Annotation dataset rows
------------------------

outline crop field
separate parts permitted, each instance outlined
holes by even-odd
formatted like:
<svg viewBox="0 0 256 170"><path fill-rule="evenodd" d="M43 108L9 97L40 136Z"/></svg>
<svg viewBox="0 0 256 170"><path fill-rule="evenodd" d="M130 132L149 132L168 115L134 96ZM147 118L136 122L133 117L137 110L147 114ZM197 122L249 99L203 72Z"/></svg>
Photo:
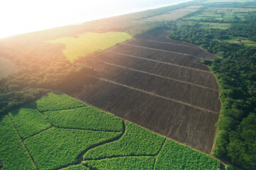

------------------------

Copy out every row above word for word, leaving out the pictures.

outline crop field
separate parts permitted, each instance outlined
holes by even-odd
formatted like:
<svg viewBox="0 0 256 170"><path fill-rule="evenodd" d="M43 108L9 97L40 136Z"/></svg>
<svg viewBox="0 0 256 170"><path fill-rule="evenodd" d="M130 132L149 132L168 115L134 96ZM147 118L136 122L133 117L137 110L147 114ZM197 122L249 99L203 72Z"/></svg>
Photo:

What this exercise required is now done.